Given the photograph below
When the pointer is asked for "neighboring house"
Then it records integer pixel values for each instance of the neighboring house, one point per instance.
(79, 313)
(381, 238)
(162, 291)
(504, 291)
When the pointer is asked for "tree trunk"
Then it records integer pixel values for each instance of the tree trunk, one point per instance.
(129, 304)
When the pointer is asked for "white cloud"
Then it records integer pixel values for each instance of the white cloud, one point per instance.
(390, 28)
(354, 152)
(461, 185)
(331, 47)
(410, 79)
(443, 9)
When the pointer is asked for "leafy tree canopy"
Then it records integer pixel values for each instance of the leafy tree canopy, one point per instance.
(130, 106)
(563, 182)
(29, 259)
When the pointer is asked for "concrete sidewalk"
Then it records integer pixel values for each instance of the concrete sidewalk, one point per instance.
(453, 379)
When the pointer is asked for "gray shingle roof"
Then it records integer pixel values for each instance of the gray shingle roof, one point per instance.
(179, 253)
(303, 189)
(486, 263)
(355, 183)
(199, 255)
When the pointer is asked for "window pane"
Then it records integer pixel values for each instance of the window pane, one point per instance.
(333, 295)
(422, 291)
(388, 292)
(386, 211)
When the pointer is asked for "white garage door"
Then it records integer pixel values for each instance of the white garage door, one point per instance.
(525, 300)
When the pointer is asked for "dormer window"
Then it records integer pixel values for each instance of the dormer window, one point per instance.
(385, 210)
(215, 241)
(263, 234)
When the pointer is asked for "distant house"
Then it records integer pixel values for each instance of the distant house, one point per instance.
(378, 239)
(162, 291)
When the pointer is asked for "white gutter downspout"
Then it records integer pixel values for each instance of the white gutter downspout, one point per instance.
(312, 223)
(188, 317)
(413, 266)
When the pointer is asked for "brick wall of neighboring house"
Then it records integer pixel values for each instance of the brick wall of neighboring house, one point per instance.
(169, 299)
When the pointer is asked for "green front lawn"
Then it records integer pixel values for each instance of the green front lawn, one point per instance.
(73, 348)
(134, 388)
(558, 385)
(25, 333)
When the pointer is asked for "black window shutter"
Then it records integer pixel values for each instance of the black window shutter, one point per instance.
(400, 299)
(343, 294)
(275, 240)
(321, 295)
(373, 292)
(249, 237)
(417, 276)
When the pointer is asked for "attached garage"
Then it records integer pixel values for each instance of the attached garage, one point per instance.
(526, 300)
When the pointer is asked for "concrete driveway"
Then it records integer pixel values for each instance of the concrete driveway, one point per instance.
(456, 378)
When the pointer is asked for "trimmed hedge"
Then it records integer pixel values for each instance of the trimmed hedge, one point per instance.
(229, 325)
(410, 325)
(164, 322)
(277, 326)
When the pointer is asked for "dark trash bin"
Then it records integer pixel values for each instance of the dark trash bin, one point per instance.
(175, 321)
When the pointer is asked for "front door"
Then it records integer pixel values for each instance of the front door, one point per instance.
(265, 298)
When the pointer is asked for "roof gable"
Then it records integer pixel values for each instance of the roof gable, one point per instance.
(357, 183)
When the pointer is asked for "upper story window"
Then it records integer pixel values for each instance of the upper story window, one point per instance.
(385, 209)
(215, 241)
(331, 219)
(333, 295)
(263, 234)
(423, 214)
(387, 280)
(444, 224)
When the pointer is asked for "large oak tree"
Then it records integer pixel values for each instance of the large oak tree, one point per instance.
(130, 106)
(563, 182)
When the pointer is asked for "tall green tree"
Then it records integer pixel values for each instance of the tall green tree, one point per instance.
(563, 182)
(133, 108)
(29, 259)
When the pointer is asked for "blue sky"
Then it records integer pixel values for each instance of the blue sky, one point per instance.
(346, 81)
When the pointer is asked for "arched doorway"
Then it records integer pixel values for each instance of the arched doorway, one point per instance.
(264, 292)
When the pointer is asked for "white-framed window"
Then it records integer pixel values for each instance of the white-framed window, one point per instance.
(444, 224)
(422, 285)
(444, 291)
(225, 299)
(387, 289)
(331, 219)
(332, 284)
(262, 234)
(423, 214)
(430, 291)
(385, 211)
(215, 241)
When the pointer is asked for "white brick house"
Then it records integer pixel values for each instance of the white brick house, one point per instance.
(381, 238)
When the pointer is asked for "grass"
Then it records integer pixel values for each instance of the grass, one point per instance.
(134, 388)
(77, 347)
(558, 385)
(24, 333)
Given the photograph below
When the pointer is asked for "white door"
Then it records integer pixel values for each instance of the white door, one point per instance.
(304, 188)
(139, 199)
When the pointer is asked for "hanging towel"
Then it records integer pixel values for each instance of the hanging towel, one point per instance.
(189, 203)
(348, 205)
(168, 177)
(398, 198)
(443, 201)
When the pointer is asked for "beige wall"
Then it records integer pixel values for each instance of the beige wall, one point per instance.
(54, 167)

═══

§ Your task: Can you give every line above again, exactly as written?

§ Exercise answer:
Given the photograph below
When the pointer is asked for "neighboring house"
Then it records integer pixel values for each instance of the neighboring house, one point per instance.
(79, 313)
(381, 238)
(162, 291)
(504, 291)
When the pointer is asked for "tree trunk"
Then it records integer pixel values for each instance of the tree trunk, one point per instance.
(129, 304)
When the pointer is asked for "white cloud"
Then it records integer pixel values for each instance of the white cloud, one point per instance.
(390, 28)
(354, 152)
(461, 185)
(331, 47)
(410, 79)
(443, 9)
When the pointer is asked for "leafy tree canopy"
Then it records integer pixel values for each instance of the leafy tree canopy, one point per instance.
(130, 106)
(563, 182)
(29, 259)
When the pointer is asked for "concrete sidewalk"
Then it records integer pixel values for each instance of the concrete sidewalk, one point per instance.
(453, 379)
When the pointer is asked for "gray shingle roof"
Then it records integer pixel values for each instance of the gray shingle roof, one point per instance.
(179, 253)
(303, 189)
(486, 263)
(355, 183)
(199, 255)
When the pointer is asked for "window pane"
Then it records integer pixel values for each instance of the window pane, one point per instance.
(333, 295)
(422, 291)
(388, 292)
(386, 211)
When the pointer is asked for "white garage door"
Then it records integer pixel values for each instance of the white garage door, one point per instance.
(525, 300)
When the pointer is asked for "dormer window"
Then it records integer pixel values for each instance of the dormer window, one point per instance.
(385, 210)
(215, 241)
(263, 234)
When the pointer is asked for "distant house"
Then it records integer pixel values for each instance of the distant house, one point per instance.
(378, 239)
(162, 291)
When the pointer is asked for "white gutter downspout"
Then it records integer pixel values for each instance of the white gutter downspout, one point per instance.
(312, 223)
(188, 317)
(413, 266)
When the pointer is asked for "brick wall of neighboring house"
Then it records integer pixel values for each instance of the brick wall of neighboring house, one point per instance.
(169, 299)
When the pointer is asked for "green front lawn"
Then it records integer pixel values for each instance of the green front lawn, one point per instance.
(73, 348)
(134, 388)
(558, 385)
(25, 333)
When the pointer is asked for "black window shutter"
Then it records integer pixel values for each instance of the black window shutter, one point per instance.
(400, 299)
(343, 294)
(275, 240)
(321, 295)
(373, 292)
(249, 237)
(417, 276)
When the pointer is asked for "attached garage"
Then it records integer pixel values for each instance of the attached garage, one point per instance.
(526, 300)
When the pointer is asked for "concrete driveway"
Then it records integer pixel values for each instance of the concrete driveway, one point per instance.
(456, 378)
When the pointer is asked for "trimmed hedge"
Then it records integer pixel values for each instance of the trimmed hedge, one point per instance.
(229, 325)
(410, 325)
(164, 322)
(277, 326)
When the pointer is asked for "dark trash bin"
Then it records integer pixel values for each instance of the dark trash bin, one point per instance.
(175, 321)
When the pointer is asked for "front door"
Then it records integer pixel values for each instance of the front door, one point per instance.
(265, 298)
When the pointer is asked for "roof gable"
Then it records integer pixel values for each instance of the roof gable, one point per instance.
(357, 183)
When the pointer is asked for "upper story window"
Then it records integer pixel values for each instance of the upper story window, one point per instance.
(385, 209)
(215, 241)
(331, 219)
(333, 295)
(263, 234)
(423, 214)
(387, 280)
(444, 224)
When the pointer is asked for "large oak tree"
Then it records integer pixel values for each instance of the large oak tree, one point per instance.
(130, 106)
(563, 182)
When the pointer is asked for "tall green tree"
Then it records integer pixel values for each instance of the tall green tree, one point per instance.
(563, 182)
(133, 108)
(29, 259)
When the pointer is asked for "blue sky"
Then it records integer pixel values for each instance of the blue sky, one point per instance.
(346, 81)
When the pointer is asked for "arched doorway"
Then it records integer pixel values for each instance of the arched doorway, one point per instance.
(264, 292)
When the pointer is asked for "white-framed window"
Then it records integer pixel values for each instance of the white-framed window, one point per instance.
(444, 224)
(422, 285)
(444, 291)
(225, 299)
(387, 289)
(331, 219)
(332, 284)
(262, 234)
(423, 214)
(430, 291)
(385, 211)
(215, 241)
When the pointer is asked for "white brick house"
Then it records integer pixel values for each instance of the white brick house, one point per instance.
(381, 238)
When the pointer is asked for "grass"
Then it records integer pixel values for each instance of the grass, one point per instance.
(134, 388)
(77, 347)
(558, 385)
(24, 333)
Given the photograph below
When the pointer is asked for "white door"
Then it records integer pixel values for each instance of the white door, one point per instance.
(304, 188)
(139, 199)
When the pointer is asked for "hanging towel"
Then it records integer pixel values for each instance of the hanging towel, one point per instance.
(189, 203)
(348, 205)
(168, 177)
(398, 198)
(443, 201)
When the pointer is asked for "beige wall"
Then it records integer pixel values for each instance of the beige wall, one point per instance.
(54, 167)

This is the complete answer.